• PAGE TEXT
══════

# My Bullit is For Sale in the classifieds



## Gutch (Dec 17, 2010)

Check it out in the classifieds under “E Bikes”. It’s a CC (mullet) XL, with massive upgrades and only 70 miles. Absolutely slammed with work and would rather have the cash. Thanks!


----------



## Tickle (Dec 11, 2013)

What's next? I think you've owned 4 or 5 diff bikes since I started hanging out here in the spring 👍


----------



## Gutch (Dec 17, 2010)

Work!


----------



## JKA (Jul 26, 2006)

Gutch said:


> Work!


Please refrain from using certain profane four letter words in the forum. Sorry to hear that w&*% gets in the way of play. Play is a perfectly acceptable four letter word, as is "ride". Hopefully you have more time to play and ride soon.


----------



## Gutch (Dec 17, 2010)

JKA said:


> Please refrain from using certain profane four letter words in the forum. Sorry to hear that w&*% gets in the way of play. Play is a perfectly acceptable four letter word, as is "ride". Hopefully you have more time to play and ride soon.


Haha, yeah my new excavation business is only a year old and getting slammed with w—k!
Plus, equipment is not cheap!


----------



## Jack7782 (Jan 1, 2009)

Gutch said:


> Check it out in the classifieds under “E Bikes”. It’s a CC (mullet) XL, with massive upgrades and only 70 miles. Absolutely slammed with work and would rather have the cash. Thanks!


Be sure to get a quote from pros closet. If you like the price, it is sooo easy.


----------



## Gutch (Dec 17, 2010)

Nice, maybe check it out.


----------



## Gutch (Dec 17, 2010)

Reduced to 11,300. Added the costs in the classifieds.


----------



## 127.0.0.1 (Nov 19, 2013)

why does it looked like it was wrecked ? looks like metal scarring on the top mounted toolbox and other spots


----------



## Gutch (Dec 17, 2010)

The Swat tool was customized for the top cap. I did have a spill and there are slight scratches on the display “holder” only. The pics look way worse than it is. No scratches anywhere else on the bike.


----------



## Gutch (Dec 17, 2010)

If you’re interested, I’ll buy you a new display clamp!


----------



## Gutch (Dec 17, 2010)

Dropped to 10,900. Great deal


----------

══════

• SUPPLIED DATA

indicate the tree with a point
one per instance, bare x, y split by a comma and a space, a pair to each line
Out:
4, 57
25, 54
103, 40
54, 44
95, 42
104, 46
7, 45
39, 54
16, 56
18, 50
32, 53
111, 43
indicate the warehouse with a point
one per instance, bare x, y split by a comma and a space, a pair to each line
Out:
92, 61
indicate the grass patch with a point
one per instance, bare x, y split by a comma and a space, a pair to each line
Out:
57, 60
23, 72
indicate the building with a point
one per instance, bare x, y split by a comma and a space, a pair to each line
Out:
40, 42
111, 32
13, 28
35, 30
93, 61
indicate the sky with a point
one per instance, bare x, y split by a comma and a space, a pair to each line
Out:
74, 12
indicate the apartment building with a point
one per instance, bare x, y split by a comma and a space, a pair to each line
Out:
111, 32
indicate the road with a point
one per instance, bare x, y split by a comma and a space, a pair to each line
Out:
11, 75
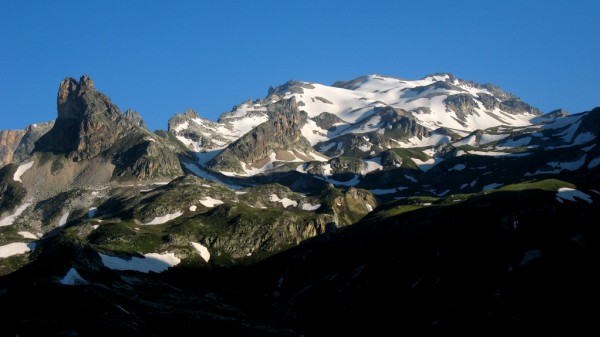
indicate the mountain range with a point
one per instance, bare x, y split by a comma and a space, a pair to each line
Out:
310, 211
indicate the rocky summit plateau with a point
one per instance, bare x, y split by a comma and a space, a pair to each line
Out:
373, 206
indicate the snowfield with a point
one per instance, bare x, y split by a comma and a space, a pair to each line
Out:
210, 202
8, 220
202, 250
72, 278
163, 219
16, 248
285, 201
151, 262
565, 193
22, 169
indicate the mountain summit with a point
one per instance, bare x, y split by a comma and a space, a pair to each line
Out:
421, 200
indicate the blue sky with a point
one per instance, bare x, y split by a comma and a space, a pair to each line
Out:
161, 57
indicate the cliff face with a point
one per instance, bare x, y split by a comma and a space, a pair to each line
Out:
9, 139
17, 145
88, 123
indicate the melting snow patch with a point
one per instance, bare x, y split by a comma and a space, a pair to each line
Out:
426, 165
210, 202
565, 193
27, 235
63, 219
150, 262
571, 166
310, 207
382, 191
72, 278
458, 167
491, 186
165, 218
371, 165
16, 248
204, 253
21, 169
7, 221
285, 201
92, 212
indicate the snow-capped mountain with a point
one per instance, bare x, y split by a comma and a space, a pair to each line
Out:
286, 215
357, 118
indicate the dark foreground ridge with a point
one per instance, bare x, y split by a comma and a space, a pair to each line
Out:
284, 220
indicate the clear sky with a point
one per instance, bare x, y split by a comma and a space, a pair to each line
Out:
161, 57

══════

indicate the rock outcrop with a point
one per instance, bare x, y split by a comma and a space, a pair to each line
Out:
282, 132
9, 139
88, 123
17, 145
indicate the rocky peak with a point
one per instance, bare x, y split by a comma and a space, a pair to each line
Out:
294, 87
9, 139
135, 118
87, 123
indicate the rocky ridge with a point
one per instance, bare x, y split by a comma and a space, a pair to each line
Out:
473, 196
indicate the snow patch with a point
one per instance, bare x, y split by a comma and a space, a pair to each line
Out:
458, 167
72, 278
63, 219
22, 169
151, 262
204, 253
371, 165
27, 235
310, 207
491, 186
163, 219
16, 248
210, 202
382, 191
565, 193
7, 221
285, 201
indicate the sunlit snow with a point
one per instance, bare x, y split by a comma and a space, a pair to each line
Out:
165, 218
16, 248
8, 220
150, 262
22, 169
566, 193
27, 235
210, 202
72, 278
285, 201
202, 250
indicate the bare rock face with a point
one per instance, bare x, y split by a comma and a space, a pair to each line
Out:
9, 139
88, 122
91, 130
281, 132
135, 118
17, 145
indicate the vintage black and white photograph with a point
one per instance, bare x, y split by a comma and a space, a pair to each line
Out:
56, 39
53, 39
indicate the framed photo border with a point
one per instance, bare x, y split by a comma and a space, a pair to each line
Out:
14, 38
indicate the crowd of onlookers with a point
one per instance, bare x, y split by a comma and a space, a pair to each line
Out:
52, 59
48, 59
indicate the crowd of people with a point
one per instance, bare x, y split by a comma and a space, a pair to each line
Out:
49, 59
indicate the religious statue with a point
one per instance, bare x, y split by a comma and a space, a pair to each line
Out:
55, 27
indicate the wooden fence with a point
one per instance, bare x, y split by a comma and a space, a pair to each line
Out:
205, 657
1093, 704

══════

• TASKS AND EXERCISES
[A] In the bike-sale thread, rewrite the paragraph beginning "The Swat tool was customized" more briefly, keeping its main facts.
[B] Reproduce the bike-sale thread word for word between "## Jack7782 (Jan" and "is sooo easy.", inclusive.
[C] List every username that posts in the bike-sale thread.

• THE RESULTS
[A] The Swat tool was customized to fit the top cap. After a spill, only the display holder has slight scratches. The photos make it look worse than it is, and the rest of the bike has no scratches.

[B]
## Jack7782 (Jan 1, 2009)

Gutch said:


> Check it out in the classifieds under “E Bikes”. It’s a CC (mullet) XL, with massive upgrades and only 70 miles. Absolutely slammed with work and would rather have the cash. Thanks!


Be sure to get a quote from pros closet. If you like the price, it is sooo easy.

[C]
- Gutch
- Tickle
- JKA
- Jack7782
- 127.0.0.1